TASK PROMPT >> All that is needed is each line of the entries holding the word "wheel", copied as it stands.

EXERCISE MATERIAL >>
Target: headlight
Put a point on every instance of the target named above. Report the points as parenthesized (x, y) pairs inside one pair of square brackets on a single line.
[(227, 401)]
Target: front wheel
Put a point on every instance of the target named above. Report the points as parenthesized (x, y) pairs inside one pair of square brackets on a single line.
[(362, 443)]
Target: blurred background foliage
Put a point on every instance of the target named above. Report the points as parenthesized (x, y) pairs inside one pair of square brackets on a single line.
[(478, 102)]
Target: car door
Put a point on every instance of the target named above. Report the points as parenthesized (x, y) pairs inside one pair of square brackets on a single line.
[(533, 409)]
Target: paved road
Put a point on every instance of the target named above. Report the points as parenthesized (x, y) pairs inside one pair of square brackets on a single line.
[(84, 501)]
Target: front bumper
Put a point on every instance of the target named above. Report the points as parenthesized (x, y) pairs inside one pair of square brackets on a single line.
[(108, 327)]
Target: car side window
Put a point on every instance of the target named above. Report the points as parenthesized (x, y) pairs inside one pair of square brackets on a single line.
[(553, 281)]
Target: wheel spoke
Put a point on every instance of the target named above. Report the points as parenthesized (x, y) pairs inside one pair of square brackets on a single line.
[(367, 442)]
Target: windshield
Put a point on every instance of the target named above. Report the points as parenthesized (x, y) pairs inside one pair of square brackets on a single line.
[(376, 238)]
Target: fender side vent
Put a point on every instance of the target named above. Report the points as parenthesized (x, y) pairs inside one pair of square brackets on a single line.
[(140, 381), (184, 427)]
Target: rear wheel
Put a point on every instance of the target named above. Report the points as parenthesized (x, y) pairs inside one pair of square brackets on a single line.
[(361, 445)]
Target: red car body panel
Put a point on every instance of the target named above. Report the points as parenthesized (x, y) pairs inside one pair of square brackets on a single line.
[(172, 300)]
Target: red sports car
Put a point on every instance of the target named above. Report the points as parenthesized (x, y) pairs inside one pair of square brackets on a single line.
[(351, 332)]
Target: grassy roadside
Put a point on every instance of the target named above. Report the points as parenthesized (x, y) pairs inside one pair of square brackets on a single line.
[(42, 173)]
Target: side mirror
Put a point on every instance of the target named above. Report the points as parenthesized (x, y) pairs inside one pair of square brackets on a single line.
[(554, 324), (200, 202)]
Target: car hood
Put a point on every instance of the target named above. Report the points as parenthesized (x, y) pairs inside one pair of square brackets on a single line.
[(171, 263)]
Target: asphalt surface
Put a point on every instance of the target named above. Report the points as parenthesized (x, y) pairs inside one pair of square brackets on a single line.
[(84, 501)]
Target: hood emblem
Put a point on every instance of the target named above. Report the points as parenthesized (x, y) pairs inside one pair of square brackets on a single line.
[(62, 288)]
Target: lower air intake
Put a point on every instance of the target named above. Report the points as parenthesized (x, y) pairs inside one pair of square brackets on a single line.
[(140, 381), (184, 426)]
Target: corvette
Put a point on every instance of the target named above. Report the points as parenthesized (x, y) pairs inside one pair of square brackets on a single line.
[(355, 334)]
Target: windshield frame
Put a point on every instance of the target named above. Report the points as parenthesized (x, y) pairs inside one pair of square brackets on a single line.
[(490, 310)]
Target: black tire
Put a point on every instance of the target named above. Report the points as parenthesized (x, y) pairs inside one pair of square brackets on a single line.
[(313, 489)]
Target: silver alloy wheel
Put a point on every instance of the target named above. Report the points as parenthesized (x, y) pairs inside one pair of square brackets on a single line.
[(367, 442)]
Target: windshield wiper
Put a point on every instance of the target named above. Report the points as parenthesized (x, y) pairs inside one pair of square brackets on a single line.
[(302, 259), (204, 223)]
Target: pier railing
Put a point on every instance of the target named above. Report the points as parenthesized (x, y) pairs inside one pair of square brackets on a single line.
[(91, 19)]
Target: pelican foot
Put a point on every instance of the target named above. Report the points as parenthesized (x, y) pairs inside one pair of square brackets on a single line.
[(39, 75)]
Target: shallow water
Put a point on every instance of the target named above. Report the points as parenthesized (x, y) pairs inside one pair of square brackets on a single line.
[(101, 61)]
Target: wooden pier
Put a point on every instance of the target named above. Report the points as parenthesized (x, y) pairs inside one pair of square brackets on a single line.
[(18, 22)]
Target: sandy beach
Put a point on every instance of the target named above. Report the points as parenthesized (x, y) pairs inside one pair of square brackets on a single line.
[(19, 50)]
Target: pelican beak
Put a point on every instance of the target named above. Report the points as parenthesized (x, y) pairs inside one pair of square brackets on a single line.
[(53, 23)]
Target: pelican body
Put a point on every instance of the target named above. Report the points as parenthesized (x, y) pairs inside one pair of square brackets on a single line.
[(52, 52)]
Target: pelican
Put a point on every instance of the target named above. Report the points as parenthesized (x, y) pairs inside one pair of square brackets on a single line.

RESPONSE BELOW >>
Target: front wheel
Target: wheel spoke
Target: rear wheel
Target: silver alloy wheel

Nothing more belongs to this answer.